--- Input data ---
====

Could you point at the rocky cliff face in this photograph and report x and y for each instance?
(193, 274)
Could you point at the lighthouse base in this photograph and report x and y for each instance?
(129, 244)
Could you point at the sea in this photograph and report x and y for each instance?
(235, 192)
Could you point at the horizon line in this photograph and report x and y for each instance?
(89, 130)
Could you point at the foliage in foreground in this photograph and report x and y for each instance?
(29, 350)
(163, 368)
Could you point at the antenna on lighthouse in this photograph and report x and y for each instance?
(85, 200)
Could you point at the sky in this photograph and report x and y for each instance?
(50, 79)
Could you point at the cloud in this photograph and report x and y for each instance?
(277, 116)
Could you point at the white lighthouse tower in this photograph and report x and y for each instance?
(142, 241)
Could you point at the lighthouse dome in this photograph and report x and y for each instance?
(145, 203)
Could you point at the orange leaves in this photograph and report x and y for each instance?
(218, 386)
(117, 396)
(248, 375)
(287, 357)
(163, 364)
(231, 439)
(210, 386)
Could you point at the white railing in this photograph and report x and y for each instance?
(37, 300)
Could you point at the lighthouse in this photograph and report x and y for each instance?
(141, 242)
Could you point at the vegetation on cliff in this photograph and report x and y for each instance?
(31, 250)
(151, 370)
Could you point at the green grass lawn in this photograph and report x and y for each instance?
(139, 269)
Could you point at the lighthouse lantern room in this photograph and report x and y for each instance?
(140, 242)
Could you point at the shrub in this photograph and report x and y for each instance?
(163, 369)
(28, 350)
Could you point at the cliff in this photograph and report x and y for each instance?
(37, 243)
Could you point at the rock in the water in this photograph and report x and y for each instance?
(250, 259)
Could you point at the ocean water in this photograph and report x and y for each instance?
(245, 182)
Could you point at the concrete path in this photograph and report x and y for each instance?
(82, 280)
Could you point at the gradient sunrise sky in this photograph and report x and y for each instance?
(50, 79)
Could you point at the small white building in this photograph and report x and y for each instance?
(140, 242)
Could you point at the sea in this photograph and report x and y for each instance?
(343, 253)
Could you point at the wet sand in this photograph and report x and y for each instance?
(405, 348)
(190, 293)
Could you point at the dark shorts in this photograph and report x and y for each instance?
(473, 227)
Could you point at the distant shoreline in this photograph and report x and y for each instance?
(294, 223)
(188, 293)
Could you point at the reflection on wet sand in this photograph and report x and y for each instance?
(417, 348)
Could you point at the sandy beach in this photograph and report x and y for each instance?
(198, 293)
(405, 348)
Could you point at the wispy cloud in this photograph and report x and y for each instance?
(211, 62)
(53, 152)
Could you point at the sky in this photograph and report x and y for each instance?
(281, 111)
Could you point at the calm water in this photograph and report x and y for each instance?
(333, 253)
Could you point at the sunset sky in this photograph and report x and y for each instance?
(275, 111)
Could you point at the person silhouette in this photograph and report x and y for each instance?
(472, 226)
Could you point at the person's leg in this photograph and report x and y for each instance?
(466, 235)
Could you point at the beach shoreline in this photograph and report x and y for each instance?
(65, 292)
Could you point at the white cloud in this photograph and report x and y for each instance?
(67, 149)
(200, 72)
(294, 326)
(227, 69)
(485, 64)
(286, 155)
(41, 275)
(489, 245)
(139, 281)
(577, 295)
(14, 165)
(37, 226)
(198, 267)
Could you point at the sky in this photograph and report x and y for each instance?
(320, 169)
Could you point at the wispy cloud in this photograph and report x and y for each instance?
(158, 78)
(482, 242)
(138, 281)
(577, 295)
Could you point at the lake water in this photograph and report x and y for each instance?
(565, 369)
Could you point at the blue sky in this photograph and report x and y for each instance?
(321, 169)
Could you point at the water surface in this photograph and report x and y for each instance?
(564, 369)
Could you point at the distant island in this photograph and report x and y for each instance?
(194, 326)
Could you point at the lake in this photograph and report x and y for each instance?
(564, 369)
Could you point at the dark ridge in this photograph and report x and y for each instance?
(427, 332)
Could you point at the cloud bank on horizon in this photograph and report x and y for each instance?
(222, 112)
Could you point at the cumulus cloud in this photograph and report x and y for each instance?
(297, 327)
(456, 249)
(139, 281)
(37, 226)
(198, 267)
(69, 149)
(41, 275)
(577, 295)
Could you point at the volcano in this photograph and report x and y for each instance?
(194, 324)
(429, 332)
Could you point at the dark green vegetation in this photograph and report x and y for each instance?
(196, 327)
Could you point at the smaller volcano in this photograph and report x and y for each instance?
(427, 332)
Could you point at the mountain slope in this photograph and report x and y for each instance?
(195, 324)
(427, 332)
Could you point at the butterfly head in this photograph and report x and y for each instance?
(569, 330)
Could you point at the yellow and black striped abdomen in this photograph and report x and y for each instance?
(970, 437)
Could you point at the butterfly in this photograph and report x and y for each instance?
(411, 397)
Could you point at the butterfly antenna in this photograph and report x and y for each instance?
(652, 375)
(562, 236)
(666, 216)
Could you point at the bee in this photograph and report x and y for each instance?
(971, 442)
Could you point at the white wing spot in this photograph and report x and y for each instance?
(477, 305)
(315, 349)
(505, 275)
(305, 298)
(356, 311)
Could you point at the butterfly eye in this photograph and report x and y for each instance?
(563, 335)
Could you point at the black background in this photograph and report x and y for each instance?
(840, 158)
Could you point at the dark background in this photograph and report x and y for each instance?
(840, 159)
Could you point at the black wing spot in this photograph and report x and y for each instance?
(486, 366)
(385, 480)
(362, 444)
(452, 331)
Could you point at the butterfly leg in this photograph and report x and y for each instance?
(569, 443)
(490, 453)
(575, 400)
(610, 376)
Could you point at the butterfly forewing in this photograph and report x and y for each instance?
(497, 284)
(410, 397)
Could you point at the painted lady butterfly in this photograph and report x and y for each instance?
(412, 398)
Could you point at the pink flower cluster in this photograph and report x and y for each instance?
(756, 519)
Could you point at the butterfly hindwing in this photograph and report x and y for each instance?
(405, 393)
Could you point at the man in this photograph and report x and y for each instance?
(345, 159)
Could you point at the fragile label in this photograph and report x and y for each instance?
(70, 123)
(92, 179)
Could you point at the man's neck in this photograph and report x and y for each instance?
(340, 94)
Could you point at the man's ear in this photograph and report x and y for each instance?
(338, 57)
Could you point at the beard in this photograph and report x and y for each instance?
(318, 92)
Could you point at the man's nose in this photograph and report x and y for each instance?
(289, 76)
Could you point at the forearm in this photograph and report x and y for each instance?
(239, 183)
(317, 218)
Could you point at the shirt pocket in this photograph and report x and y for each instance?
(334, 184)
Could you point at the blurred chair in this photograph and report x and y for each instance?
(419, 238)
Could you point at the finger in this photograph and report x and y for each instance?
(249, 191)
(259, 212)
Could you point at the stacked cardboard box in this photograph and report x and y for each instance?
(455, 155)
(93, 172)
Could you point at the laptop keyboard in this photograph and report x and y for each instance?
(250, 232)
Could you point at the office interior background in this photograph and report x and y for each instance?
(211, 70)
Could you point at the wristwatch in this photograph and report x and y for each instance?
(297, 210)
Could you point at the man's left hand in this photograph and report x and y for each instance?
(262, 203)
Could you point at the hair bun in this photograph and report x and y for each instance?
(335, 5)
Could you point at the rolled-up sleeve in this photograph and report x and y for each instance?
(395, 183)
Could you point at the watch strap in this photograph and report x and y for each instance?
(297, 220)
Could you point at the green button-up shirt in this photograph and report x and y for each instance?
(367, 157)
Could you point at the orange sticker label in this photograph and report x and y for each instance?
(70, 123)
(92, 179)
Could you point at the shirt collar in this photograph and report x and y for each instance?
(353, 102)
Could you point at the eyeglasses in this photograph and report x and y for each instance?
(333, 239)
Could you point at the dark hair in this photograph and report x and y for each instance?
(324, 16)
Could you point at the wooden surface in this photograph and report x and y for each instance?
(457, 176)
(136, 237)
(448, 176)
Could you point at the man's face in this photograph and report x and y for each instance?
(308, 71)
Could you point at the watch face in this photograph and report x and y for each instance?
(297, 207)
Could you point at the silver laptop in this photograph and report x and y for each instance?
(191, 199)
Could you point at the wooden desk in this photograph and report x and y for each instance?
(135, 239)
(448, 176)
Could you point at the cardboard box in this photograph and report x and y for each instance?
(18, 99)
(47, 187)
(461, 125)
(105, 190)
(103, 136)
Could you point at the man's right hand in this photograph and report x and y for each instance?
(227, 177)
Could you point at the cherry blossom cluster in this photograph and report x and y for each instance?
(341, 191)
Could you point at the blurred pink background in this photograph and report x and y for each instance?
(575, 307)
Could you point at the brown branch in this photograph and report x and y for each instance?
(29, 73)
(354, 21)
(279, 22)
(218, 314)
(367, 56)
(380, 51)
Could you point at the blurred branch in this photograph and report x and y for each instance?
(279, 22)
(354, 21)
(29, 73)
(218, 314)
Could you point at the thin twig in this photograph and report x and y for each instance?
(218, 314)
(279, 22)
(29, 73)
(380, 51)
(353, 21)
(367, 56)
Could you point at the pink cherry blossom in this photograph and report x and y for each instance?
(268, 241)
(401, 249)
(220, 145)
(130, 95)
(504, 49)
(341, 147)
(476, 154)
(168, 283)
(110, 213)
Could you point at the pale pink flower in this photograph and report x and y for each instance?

====

--- What this task involves ---
Can you quote exactly the lines from the one containing "Could you point at the brown" through the last line of the records above, and nothing else?

--- Task answer ---
Could you point at the brown branch in this photograph and report x and y for each instance?
(29, 73)
(354, 21)
(279, 22)
(218, 314)
(367, 56)
(380, 51)
Could you point at the blurred branch in this photograph and report x and y for each instance?
(279, 22)
(354, 21)
(29, 73)
(218, 314)
Could you point at the thin twig in this photograph and report x and y for each instance?
(218, 314)
(279, 22)
(29, 73)
(380, 51)
(353, 21)
(367, 56)
Could you point at the pink cherry blossom in this photograph and report x and y for each instance?
(268, 241)
(401, 249)
(220, 145)
(130, 95)
(504, 49)
(341, 147)
(476, 154)
(168, 283)
(110, 213)
Could you point at the pale pink flower in this photograph and report x and y for each instance?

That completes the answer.